▶ [Your objective]
When duplicating the records beneath this instruction, omit every picture and keep all else exact.

▶ [Records to process]
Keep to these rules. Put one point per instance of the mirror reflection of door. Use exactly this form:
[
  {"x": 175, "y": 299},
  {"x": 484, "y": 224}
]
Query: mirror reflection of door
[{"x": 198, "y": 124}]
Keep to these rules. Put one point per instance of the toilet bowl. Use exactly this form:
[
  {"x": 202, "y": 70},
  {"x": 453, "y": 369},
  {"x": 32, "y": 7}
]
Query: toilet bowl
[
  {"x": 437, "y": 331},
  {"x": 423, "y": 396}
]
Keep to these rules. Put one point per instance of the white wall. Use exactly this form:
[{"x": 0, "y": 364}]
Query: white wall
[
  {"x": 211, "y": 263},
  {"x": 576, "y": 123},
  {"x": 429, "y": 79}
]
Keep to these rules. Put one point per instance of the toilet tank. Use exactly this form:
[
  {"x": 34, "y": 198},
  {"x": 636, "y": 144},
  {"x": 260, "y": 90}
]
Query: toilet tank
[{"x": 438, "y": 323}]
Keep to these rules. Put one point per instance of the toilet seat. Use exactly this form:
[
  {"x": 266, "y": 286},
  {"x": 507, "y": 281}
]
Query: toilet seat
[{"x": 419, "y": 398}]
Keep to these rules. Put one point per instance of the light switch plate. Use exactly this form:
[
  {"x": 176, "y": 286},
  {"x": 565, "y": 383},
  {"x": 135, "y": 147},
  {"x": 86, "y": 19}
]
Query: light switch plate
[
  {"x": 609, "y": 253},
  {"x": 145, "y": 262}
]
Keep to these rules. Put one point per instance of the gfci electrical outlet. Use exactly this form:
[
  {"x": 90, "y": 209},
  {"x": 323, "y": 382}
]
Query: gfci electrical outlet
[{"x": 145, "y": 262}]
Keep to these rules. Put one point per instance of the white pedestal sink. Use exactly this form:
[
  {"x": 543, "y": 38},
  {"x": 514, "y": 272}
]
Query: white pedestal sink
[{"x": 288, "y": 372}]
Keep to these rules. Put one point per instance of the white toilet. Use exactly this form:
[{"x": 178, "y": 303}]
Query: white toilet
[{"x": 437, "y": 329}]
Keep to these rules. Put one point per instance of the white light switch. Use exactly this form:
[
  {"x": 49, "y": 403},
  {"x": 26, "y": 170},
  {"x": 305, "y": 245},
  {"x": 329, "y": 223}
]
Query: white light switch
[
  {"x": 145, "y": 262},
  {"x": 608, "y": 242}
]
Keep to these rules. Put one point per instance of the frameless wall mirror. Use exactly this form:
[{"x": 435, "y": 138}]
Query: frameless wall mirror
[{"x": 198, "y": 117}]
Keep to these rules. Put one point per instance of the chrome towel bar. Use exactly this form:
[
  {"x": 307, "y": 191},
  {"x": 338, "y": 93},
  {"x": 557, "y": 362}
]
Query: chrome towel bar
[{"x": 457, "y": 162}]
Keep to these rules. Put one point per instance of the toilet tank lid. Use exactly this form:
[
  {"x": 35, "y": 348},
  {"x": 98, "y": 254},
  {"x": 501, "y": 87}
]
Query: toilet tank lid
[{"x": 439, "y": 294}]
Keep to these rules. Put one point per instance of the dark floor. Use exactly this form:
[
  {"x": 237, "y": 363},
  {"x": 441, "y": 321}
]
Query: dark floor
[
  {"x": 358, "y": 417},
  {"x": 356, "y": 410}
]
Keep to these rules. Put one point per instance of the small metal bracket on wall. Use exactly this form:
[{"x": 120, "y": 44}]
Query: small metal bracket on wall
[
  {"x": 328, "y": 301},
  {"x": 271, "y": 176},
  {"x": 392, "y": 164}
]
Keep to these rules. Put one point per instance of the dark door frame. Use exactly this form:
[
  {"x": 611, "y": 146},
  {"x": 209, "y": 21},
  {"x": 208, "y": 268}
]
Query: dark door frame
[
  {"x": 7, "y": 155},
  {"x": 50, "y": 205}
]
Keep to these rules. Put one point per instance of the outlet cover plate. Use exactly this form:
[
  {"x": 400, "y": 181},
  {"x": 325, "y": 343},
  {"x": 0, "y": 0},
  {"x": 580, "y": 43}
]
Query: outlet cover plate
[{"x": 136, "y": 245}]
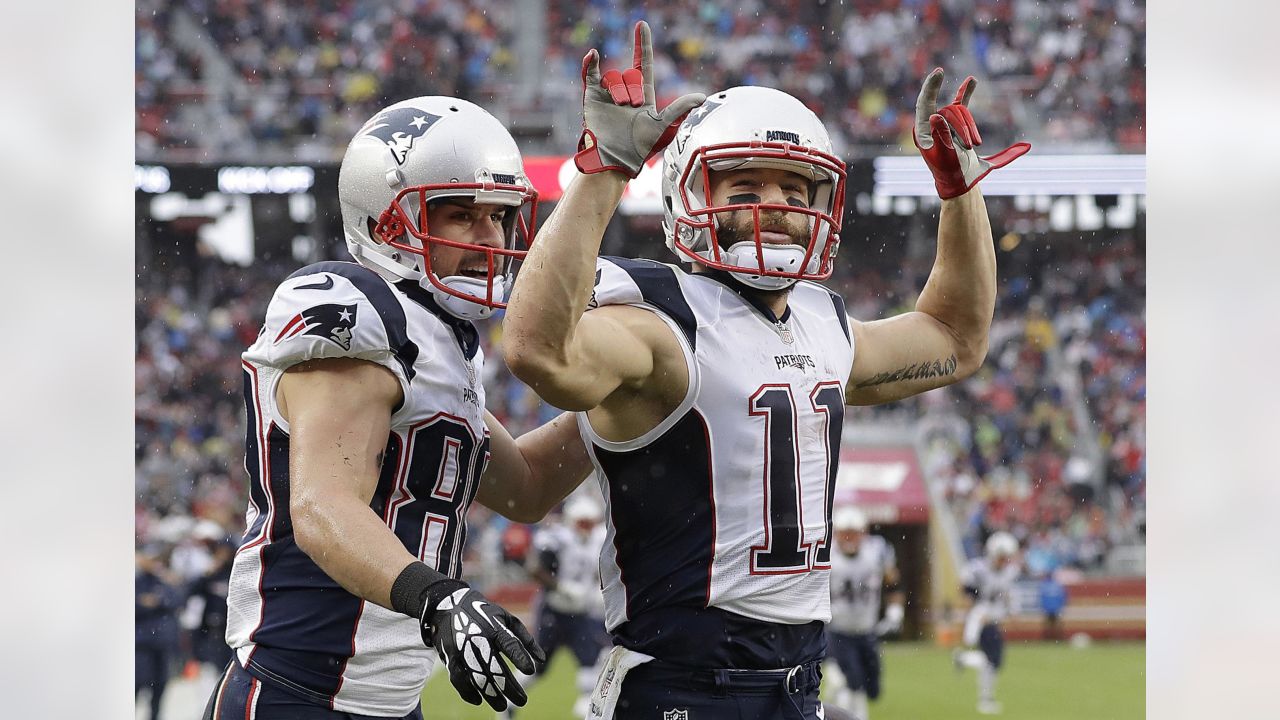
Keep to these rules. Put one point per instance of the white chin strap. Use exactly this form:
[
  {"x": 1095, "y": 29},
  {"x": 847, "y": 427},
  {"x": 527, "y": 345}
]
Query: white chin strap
[
  {"x": 472, "y": 287},
  {"x": 777, "y": 258}
]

▶ [Response to the exercise]
Keep to these rules. Put one point per instance of the mirror reflection of door. Use exactly this form:
[
  {"x": 175, "y": 299},
  {"x": 484, "y": 224}
]
Query: mirror reflection of door
[{"x": 198, "y": 124}]
Keep to these rules. Put one point per instance of the toilet bowl. Use exactly this form:
[
  {"x": 202, "y": 70},
  {"x": 453, "y": 369},
  {"x": 32, "y": 7}
]
Query: toilet bowl
[
  {"x": 437, "y": 331},
  {"x": 423, "y": 396}
]
Keep to these rules. Put one point per instance of the white wall. Use exactly this form:
[{"x": 0, "y": 364}]
Query: white wall
[
  {"x": 211, "y": 263},
  {"x": 576, "y": 123},
  {"x": 429, "y": 79}
]
Keep to these rules. Put one point per instance of the toilet tank. Use exactly this form:
[
  {"x": 34, "y": 198},
  {"x": 636, "y": 144},
  {"x": 260, "y": 90}
]
Query: toilet tank
[{"x": 438, "y": 323}]
Keep to these rules. Put one point per instance of the toilet seat. Use exactly this form:
[
  {"x": 266, "y": 286},
  {"x": 507, "y": 281}
]
Query: toilet seat
[{"x": 419, "y": 398}]
Keep to these rules. Put one point per instance of the light switch plate. Use exactly this form:
[
  {"x": 176, "y": 286},
  {"x": 565, "y": 383},
  {"x": 135, "y": 147},
  {"x": 86, "y": 19}
]
Query: light switch plate
[
  {"x": 609, "y": 253},
  {"x": 145, "y": 262}
]
Keep to these rules. Put one point per instance of the gfci electrical outlet. Use exactly this form:
[
  {"x": 90, "y": 209},
  {"x": 323, "y": 382}
]
Query: gfci electrical outlet
[{"x": 145, "y": 262}]
Keep to these rules. Put one point per instance of the white pedestal sink. Use exactly this form:
[
  {"x": 543, "y": 38},
  {"x": 514, "y": 272}
]
Query: white pedestal sink
[{"x": 288, "y": 372}]
Keep to these rules. Put one point per instance of the white toilet. Use exactly this form:
[{"x": 178, "y": 303}]
Query: white toilet
[{"x": 437, "y": 329}]
Keep to these rules. Put one point per instance of the white light switch. Use exactly this form:
[
  {"x": 49, "y": 403},
  {"x": 26, "y": 170},
  {"x": 305, "y": 245},
  {"x": 329, "y": 223}
]
Query: white light switch
[
  {"x": 145, "y": 262},
  {"x": 608, "y": 242}
]
Keep to these rules. Put one point per instance of the frameless wall mirror. Use exactly this form:
[{"x": 435, "y": 138}]
Query: frameless wall mirror
[{"x": 198, "y": 117}]
Keep to these rules. Put one point per instance of the chrome towel bar. Use exactly this form:
[
  {"x": 307, "y": 191},
  {"x": 338, "y": 93},
  {"x": 557, "y": 362}
]
Query: chrome towel bar
[{"x": 457, "y": 162}]
Keep to these rules. Put one point per instance of the toilet tank lid. Use exactly this form:
[
  {"x": 35, "y": 348},
  {"x": 98, "y": 254},
  {"x": 501, "y": 87}
]
Query: toilet tank lid
[{"x": 439, "y": 294}]
Keep to these rules. Put one point per instance of the dark floor. Use exactly this form:
[
  {"x": 237, "y": 363},
  {"x": 441, "y": 321}
]
Query: dark floor
[
  {"x": 358, "y": 417},
  {"x": 356, "y": 410}
]
Keep to these rules. Put one point per instance of the small metal bracket on wall. Use exactly this form:
[{"x": 120, "y": 44}]
Query: small metal bracket on wall
[
  {"x": 328, "y": 301},
  {"x": 271, "y": 176},
  {"x": 392, "y": 164}
]
Keep to these rules. Put one point per instance of the dark door frame. Use exactly this form:
[
  {"x": 611, "y": 146},
  {"x": 209, "y": 21},
  {"x": 208, "y": 268}
]
Query: dark door frame
[
  {"x": 7, "y": 155},
  {"x": 50, "y": 205}
]
Keep to these rules. Put one point per instance of the outlet cover plate. Use exactly this form:
[
  {"x": 400, "y": 181},
  {"x": 325, "y": 343},
  {"x": 0, "y": 0},
  {"x": 580, "y": 43}
]
Query: outlet cover plate
[{"x": 136, "y": 245}]
Keep to these rules. Put one point per instance of the white chin strap. Use exactly this form:
[
  {"x": 1095, "y": 29},
  {"x": 847, "y": 427},
  {"x": 527, "y": 345}
]
Query: white chin strap
[
  {"x": 472, "y": 287},
  {"x": 777, "y": 258}
]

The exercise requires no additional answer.